● **Reading passage**:
Between 1975 and 1985 the group of ethnographic researchers on the use of illegal street drugs remained very small, roughly 20 people. In 1987, an initiative to slow the spread of infection by the Human Immunodeficiency Virus (HIV) among injecting drug users (IDUs) sought to establish ethnographic capabilities in interventions throughout the United States. This initiative, funded by NIDA, led to the gainful employment of more than 20 doctoral level anthropologists in cities all over the United States. Each site in the initiative was required to have an ethnographic component, which provided observational data and in-depth interviews with IDUs in order to characterize local patterns of self-injection behavior. This feature attracted already accomplished investigators from other varieties of research, as well as newcomers to drug research. None had studied illegal drug use before, but their inclusion in the effort to prevent HIV infection among IDUs brought fresh perspectives and new capabilities to the mix of anthropologists studying illegal drugs.
Among the senior anthropologists involved in this new endeavor were Robert Trotter and Merrill Singer. Among the newcomers were Stephen Koester, Robert Carlson, and Claire Sterk. All eventually distinguished themselves with significant contributions to the study of street-based drug use. Trotter and colleagues focused on networks of informal social relations among IDUs
(cf. Trotter, Bowen, & Potter, 1995). Singer wove his studies of IDUs in Hartford into his well-known critical perspective (Baer, Singer, & Johnson, 1986; Singer, Baer, & Susser, 1999) in medical anthropology. Koester (1994), taking a cue from observational studies by Page (Page, 1990; Page, Chitwood, Smith, Kane, & McBride, 1990; Page, Smith, & Kane, 1990) used direct observation to explain the aversion of IDUs to carrying their own syringes. Carlson (Carlson, Wang, Siegal, Falck, & Guo, 1994) elaborated a sampling scheme for studying communities with drug-related HIV contagion. He also provided a fully contextualized perspective on injecting drug use in the United States (Carlson, 1996). Sterk (1999) thoroughly characterized the status of women who become involved in intensive drug use and the sex trade.

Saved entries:
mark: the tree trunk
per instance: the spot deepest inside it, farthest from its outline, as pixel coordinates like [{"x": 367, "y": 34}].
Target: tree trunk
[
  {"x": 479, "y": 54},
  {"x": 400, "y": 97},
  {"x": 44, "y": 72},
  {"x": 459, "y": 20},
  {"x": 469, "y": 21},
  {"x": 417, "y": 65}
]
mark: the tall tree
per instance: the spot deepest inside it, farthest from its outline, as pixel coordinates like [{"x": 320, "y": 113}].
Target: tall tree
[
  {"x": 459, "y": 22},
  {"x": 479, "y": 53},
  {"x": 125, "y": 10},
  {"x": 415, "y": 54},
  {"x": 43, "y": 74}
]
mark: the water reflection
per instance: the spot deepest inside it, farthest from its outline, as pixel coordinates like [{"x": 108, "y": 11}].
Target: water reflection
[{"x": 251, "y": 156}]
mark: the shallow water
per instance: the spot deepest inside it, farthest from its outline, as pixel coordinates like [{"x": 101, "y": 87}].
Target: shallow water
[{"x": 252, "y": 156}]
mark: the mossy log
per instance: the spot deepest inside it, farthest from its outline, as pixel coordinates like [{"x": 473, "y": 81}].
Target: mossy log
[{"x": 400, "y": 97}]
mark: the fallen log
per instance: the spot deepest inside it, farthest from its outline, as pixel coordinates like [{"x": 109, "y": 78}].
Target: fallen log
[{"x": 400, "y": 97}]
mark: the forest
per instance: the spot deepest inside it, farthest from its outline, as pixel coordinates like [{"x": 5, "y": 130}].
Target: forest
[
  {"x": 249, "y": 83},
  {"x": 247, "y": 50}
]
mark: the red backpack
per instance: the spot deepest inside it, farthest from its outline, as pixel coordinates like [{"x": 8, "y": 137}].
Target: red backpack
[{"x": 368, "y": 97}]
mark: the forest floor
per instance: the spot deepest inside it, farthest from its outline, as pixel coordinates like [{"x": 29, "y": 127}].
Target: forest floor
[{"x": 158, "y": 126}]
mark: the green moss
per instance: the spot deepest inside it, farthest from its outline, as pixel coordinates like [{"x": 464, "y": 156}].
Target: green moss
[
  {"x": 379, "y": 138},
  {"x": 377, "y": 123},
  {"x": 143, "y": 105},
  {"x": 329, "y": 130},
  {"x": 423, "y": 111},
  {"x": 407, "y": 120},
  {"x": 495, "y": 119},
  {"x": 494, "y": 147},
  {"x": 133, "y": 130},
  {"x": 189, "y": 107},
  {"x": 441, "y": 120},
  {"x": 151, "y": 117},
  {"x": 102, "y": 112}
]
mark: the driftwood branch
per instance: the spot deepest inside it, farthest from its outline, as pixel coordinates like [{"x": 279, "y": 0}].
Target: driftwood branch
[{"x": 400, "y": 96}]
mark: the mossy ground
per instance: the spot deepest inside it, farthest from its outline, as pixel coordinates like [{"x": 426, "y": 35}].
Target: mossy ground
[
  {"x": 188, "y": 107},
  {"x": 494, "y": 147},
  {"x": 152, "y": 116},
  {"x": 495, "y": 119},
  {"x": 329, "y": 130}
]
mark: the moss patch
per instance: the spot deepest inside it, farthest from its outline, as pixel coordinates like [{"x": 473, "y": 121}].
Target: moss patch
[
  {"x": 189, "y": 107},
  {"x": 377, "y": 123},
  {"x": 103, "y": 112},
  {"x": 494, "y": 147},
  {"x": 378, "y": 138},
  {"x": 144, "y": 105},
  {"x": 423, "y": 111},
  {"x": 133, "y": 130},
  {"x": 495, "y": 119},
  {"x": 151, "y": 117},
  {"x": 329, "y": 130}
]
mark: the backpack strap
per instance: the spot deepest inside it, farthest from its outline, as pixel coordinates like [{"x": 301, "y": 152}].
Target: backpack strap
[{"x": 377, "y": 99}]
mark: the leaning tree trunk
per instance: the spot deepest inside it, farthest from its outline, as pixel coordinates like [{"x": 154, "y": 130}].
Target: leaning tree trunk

● **Tasks**:
[a] Condense the paragraph of the passage on ethnographic drug research that begins "Between 1975 and 1985" into a bulleted list that keeps its main facts.
[b] In the passage on ethnographic drug research, put this sentence into Spanish: "All eventually distinguished themselves with significant contributions to the study of street-based drug use."
[c] Write the next part of the passage on ethnographic drug research, picking up after its final sentence.

● **Answers for this exercise**:
[a]
- From 1975 to 1985, only about 20 ethnographers researched illegal street drug use.
- In 1987, a NIDA-funded initiative to slow HIV spread among injecting drug users (IDUs) sought to build ethnographic capabilities into interventions across the United States.
- It employed more than 20 doctoral-level anthropologists in cities nationwide.
- Each site had to include an ethnographic component, with observational data and in-depth interviews with IDUs, to describe local self-injection patterns.
- This requirement drew both accomplished researchers from other fields and newcomers to drug research.
- None had studied illegal drug use before, but they brought fresh perspectives and new capabilities to the anthropological study of illegal drugs.

[b] Con el tiempo, todos se distinguieron por sus importantes aportaciones al estudio del consumo de drogas en la calle.

[c]
The most intensive study of street drug use by anthropologists has taken place in the United States, but ethnographers in Europe have also conducted important studies. Gamella (1990, 1994) analyzed the lives of IDUs in Madrid, tracing the trajectory of a new heroin epidemic and its concomitant spread of HIV infection. He also produced the definitive work on methylenedioxy-n-methylamphetamine (MDMA) and its use among youth in Spanish nightclubs (Gamella, 1999). Also in Spain, Page and Salazar (1999a, 1999b, 2001) have offered ethnographic evidence that the mere availability of needles and syringes may not suffice to slow the spread of HIV.
Other North American contributions to the anthropological literature on drug use have included Bourgois' In Search of Respect (1995), which used a contemporary critical perspective to humanize crack users in East Harlem, and Waterston's Street Addicts in the Political Economy (1993), which placed Philadelphia's IDU population in a political and economic context. These works drew upon the growing richness of ethnographic literature on drug use.